Tâches à réaliser –
A. D'après le texte sur les virus, quel nom porte chacune des nombreuses copies du virus que la cellule est obligée de fabriquer ?
B. Traduisez en anglais la phrase suivante du texte sur les virus : « Au final, les virions s'échappent de la cellule qui ne survit pas à une telle expérience ! »

Passage fourni –
______________________________

Les virus ne sont pas tous mauvais : ils nous permettent de naître !
LES VIRUS, PASSAGERS CLANDESTINS DE NOTRE ADN
Un virus est un parasite qui a besoin d'un foyer d'accueil, une cellule, dont il pourra détourner les machineries pour les obliger à fabriquer de très nombreuses copies de lui même, les virions. La cellule consacre ainsi toute son énergie à produire les molécules virales et à les assembler (programme de 3e). Au final, les virions s'échappent de la cellule qui ne survit pas à une telle expérience !
Comment fait le virus pour berner les systèmes d'alarme qui s'activent normalement dans une cellule en présence d'un intrus ?
En premier lieu, il se débarrasse des enveloppes qui le rendent repérable et libère son patrimoine génétique. Pour échapper définitivement au contrôle de la cellule, il va ensuite se camoufler au cœur de l'ADN de nos cellules en s'insérant parmi nos gènes. Par la suite, lorsque nos gènes s'expriment, les machineries cellulaires qui patrouillent à leur niveau sont incapables de repérer le virus camouflé et le prennent en charge au même titre que les autres gènes. Les gènes du virus s'expriment alors et la ronde infernale est lancée… c'est l'infection.

______________________________

Données fournies –
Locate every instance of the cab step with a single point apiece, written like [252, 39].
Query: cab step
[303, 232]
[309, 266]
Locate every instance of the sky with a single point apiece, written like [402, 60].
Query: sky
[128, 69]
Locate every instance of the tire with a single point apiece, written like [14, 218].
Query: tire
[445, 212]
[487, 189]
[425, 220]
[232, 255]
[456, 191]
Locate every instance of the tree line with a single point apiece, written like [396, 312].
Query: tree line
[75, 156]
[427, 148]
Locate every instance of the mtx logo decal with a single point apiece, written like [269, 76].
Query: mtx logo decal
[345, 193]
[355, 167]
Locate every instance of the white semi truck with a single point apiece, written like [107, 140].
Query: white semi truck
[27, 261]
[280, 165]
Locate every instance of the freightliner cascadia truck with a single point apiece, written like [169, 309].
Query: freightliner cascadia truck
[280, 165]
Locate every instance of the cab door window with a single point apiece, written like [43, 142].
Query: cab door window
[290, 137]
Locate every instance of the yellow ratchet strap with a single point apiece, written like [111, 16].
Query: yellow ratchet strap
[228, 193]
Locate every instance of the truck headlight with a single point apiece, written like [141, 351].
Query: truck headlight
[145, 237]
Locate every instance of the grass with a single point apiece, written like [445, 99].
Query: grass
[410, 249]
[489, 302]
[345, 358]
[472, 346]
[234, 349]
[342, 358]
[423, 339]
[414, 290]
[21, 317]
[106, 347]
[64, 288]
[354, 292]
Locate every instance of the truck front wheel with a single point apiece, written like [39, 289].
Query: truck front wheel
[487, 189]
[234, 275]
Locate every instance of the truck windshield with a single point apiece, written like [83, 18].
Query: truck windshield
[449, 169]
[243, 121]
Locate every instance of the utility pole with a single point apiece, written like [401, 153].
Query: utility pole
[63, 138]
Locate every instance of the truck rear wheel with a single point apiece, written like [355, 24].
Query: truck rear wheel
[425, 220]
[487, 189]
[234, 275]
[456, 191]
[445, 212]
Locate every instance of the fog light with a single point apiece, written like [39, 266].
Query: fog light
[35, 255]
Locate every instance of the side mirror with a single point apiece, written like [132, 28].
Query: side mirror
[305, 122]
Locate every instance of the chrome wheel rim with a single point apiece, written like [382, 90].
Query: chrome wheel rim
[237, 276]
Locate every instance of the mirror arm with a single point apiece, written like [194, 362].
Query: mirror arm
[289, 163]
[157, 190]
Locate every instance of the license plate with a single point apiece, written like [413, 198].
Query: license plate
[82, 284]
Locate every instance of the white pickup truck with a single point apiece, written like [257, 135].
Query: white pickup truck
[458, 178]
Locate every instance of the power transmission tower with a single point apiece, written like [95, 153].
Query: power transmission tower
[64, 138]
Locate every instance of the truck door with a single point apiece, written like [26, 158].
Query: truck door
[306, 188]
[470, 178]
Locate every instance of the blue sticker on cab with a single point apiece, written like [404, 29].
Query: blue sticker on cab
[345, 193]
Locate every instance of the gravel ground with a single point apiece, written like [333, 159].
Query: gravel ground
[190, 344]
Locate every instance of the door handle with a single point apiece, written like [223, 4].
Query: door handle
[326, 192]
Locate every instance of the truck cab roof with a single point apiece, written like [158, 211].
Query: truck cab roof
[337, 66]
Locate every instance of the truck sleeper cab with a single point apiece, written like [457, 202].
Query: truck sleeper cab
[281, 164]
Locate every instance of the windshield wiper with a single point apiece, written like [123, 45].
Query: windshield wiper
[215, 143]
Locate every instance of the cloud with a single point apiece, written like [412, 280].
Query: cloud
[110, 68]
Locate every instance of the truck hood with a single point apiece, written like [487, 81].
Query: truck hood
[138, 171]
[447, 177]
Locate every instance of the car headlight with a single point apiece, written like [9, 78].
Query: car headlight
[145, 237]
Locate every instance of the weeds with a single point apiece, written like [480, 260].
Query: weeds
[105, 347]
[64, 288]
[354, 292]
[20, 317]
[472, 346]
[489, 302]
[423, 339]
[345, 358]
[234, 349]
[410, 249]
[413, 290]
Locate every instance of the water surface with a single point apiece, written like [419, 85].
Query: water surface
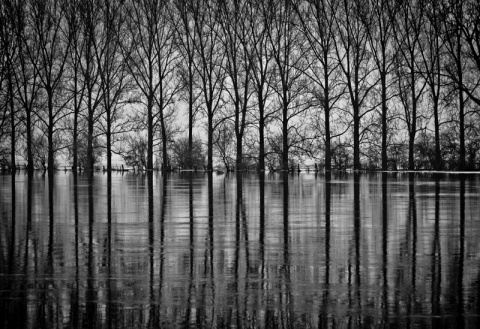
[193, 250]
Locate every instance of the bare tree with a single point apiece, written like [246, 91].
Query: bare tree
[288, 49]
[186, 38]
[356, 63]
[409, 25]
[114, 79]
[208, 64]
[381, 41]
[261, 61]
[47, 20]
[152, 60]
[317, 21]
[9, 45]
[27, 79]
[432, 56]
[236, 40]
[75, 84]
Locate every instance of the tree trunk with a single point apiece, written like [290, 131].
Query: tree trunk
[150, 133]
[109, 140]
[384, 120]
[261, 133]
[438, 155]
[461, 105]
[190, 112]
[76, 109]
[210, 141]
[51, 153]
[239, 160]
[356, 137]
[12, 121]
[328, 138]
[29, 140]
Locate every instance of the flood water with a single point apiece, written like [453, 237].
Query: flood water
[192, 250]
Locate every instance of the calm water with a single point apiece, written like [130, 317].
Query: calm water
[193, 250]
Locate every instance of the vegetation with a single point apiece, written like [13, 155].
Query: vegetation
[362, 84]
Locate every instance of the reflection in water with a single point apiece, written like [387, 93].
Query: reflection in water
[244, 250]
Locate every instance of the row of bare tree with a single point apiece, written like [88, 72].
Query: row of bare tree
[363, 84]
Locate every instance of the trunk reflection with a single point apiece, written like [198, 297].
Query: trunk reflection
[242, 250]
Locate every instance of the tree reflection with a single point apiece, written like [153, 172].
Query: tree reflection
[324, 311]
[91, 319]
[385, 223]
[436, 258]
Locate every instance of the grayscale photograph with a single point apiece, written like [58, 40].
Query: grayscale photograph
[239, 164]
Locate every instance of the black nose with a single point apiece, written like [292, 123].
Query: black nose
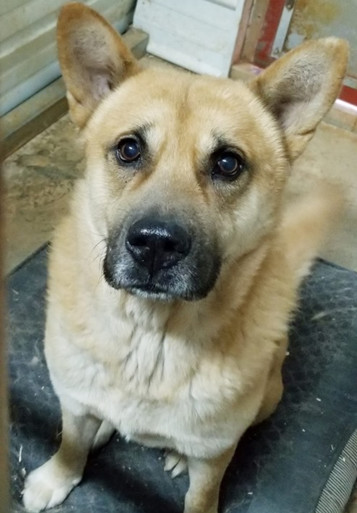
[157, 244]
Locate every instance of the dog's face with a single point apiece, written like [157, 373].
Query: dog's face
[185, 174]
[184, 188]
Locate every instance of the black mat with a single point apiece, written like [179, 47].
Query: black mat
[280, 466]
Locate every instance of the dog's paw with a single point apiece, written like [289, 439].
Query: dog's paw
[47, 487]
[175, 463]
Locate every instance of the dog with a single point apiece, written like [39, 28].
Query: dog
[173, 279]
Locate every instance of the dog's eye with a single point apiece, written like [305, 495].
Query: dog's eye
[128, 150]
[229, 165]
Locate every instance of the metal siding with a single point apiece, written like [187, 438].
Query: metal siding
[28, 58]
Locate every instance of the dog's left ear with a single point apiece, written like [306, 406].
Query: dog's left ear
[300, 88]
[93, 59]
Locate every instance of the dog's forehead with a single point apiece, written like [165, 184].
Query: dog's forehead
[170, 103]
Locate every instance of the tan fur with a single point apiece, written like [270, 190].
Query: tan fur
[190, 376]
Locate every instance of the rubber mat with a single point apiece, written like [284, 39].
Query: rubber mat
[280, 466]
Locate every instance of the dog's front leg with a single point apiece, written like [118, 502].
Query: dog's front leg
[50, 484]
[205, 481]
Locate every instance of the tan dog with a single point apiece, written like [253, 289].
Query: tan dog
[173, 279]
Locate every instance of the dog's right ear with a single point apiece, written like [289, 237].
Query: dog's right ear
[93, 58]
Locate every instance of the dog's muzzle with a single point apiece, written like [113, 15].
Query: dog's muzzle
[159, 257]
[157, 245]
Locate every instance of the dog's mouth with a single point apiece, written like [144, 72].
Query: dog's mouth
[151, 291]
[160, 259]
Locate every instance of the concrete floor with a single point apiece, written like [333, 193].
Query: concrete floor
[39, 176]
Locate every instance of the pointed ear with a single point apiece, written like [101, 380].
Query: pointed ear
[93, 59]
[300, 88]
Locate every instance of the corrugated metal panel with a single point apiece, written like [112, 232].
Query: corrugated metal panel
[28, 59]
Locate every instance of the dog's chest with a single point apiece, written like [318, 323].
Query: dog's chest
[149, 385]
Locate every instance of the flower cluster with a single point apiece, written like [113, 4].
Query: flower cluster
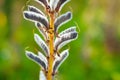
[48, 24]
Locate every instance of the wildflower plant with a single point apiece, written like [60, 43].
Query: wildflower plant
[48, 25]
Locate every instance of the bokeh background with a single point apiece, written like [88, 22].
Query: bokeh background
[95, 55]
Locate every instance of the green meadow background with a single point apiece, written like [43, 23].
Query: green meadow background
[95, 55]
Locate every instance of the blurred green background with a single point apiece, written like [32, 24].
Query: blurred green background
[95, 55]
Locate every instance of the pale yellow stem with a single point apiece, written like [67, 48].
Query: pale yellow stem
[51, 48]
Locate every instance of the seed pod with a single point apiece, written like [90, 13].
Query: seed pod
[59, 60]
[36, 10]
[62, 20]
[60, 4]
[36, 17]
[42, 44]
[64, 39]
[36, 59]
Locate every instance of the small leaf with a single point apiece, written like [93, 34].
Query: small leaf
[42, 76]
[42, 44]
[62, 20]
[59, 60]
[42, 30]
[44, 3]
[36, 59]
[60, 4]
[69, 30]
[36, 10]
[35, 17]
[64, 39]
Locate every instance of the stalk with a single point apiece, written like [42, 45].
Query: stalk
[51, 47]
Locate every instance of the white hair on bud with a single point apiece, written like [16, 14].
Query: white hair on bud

______________________________

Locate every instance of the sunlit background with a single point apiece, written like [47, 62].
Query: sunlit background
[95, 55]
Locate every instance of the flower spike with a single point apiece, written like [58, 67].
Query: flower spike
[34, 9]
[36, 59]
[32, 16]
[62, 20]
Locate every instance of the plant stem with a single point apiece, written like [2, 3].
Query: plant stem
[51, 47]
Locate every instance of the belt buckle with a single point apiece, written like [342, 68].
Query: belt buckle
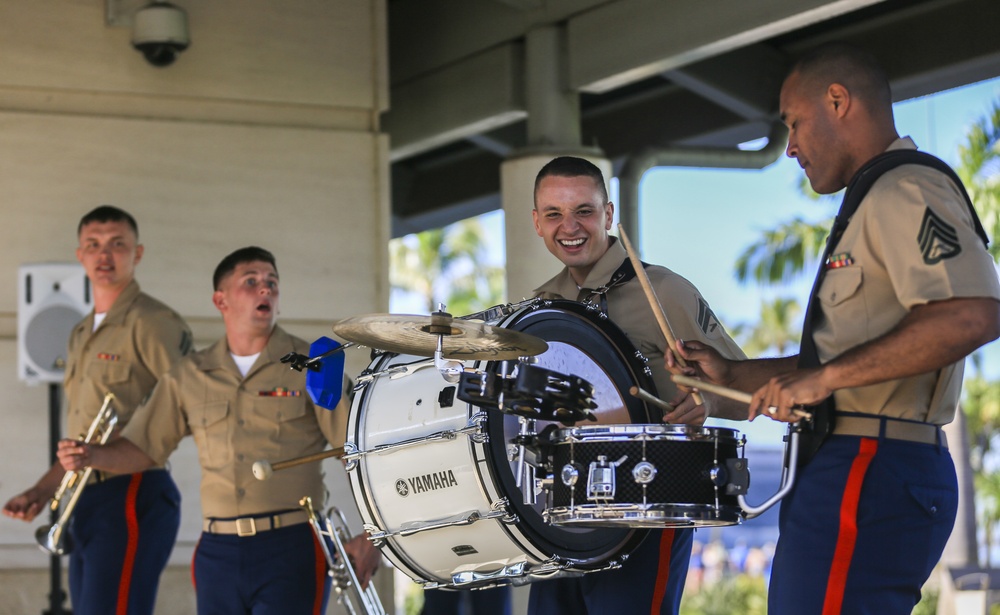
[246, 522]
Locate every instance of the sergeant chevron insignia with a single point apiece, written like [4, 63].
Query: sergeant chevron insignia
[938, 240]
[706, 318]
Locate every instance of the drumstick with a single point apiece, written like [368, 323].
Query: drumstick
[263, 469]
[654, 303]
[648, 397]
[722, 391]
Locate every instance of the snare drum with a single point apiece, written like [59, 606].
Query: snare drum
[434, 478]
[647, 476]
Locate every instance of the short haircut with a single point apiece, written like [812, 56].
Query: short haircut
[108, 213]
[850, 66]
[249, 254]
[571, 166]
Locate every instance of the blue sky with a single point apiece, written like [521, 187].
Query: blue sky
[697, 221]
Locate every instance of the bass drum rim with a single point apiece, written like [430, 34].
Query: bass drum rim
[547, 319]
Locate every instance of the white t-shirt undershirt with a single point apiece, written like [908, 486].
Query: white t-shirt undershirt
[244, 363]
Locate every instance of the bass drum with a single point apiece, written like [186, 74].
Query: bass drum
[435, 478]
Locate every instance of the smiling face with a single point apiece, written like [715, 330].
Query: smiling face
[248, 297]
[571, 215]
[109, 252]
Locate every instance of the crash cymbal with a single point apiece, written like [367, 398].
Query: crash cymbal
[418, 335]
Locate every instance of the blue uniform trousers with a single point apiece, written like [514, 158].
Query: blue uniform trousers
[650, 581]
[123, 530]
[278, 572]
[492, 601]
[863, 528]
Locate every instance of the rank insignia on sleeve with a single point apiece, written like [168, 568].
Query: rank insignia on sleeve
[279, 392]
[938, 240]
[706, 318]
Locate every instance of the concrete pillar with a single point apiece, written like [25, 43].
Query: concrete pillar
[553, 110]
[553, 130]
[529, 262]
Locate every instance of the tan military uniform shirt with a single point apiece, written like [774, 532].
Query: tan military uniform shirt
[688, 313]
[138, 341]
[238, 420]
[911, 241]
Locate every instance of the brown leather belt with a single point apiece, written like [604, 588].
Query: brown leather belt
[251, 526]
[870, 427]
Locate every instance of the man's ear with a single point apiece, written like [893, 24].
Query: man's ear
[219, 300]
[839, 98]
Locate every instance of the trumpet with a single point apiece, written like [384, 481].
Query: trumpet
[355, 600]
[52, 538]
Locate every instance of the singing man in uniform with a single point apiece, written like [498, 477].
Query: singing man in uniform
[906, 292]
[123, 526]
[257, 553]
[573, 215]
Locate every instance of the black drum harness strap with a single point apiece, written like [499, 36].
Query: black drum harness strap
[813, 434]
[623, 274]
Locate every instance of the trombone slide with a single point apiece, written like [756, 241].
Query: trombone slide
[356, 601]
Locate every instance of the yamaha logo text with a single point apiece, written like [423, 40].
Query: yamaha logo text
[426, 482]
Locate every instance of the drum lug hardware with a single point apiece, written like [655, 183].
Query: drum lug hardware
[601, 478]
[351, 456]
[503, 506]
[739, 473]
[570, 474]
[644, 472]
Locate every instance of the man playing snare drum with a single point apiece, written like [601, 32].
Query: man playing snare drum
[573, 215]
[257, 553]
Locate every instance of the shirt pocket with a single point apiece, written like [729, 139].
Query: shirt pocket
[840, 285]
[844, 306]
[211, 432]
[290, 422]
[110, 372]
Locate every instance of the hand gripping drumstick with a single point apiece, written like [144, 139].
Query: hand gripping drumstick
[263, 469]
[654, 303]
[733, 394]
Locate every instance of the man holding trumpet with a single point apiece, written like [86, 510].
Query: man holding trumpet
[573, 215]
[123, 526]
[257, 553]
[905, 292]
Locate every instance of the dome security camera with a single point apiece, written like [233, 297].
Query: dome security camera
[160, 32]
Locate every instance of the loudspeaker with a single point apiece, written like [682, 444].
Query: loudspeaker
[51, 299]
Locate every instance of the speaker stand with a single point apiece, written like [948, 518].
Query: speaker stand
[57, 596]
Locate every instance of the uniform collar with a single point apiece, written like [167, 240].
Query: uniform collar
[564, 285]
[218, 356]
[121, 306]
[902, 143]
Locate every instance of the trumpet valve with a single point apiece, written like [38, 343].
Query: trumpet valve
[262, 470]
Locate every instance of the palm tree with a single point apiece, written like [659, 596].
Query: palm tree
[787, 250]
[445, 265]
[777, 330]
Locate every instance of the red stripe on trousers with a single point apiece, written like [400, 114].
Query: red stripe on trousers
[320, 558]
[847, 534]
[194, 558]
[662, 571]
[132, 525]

______________________________

Réponses par tâche –
A. Un virion.

B. In the end, the virions escape from the cell, which does not survive such an experience!